Work to be completed:
Render the listing below as a JSON array of strings, one string per line, with blank lines omitted.

Items:
═══

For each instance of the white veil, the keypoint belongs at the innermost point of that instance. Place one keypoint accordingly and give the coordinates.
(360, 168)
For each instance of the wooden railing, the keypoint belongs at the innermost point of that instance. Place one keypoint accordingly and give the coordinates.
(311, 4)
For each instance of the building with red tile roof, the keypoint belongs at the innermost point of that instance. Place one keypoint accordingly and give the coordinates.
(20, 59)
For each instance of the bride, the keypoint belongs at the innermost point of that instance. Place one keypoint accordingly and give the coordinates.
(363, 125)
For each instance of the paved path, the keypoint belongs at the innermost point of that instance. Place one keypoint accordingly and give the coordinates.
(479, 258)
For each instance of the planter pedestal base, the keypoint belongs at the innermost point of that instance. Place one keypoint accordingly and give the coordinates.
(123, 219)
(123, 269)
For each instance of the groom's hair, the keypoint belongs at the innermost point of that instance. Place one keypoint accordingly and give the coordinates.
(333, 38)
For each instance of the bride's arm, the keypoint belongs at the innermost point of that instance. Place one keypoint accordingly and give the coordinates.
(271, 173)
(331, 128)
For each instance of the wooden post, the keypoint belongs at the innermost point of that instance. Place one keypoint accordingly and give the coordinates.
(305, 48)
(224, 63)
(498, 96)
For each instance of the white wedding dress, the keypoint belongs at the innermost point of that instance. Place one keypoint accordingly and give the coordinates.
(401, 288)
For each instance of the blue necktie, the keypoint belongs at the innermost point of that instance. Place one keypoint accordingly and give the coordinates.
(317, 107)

═══

Worked solution:
[
  "For each instance of the white veil, the keypoint belongs at the innermost point of that instance. Place one keypoint accordingly and give the coordinates.",
  "(360, 168)",
  "For each instance of the wooden railing, the keypoint belongs at the innermost point of that instance. Place one keypoint accordingly and give the coordinates.",
  "(311, 4)",
  "For each instance of the building with red tile roof, the keypoint belongs at the innermost point of that instance. Place one keypoint accordingly and give the coordinates.",
  "(20, 59)",
  "For each instance of the bride, the keypoint belongs at the innermost point of that instance. Place one keypoint accordingly and give the coordinates.",
  "(363, 125)",
  "For each instance of the paved path, the keypoint belongs at the innermost point of that instance. Place one keypoint accordingly and give the coordinates.",
  "(479, 258)",
  "For each instance of the planter pedestal base, the keypoint belongs at the innermost point of that instance. Place one keypoint accordingly and give the coordinates.",
  "(123, 219)",
  "(123, 269)",
  "For each instance of the groom's hair, the keypoint belongs at the innermost point of that instance. Place one keypoint accordingly and give the coordinates.",
  "(333, 38)",
  "For each instance of the bride's arm, the keypoint belongs at the innermost point of that instance. Place one keypoint accordingly and give the coordinates.",
  "(271, 173)",
  "(331, 128)",
  "For each instance of the wooden post, the keypoint belongs at the innermost point of that instance. Place one keypoint accordingly and give the coordinates.",
  "(305, 48)",
  "(224, 63)",
  "(498, 96)",
  "For each instance of the white wedding dress, the keypoint belongs at the innermost point of that instance. Place one keypoint accordingly and give the coordinates.",
  "(401, 288)",
  "For each instance of the blue necktie, the keypoint belongs at the innermost point of that instance. Place one keypoint accordingly and give the coordinates.",
  "(317, 107)"
]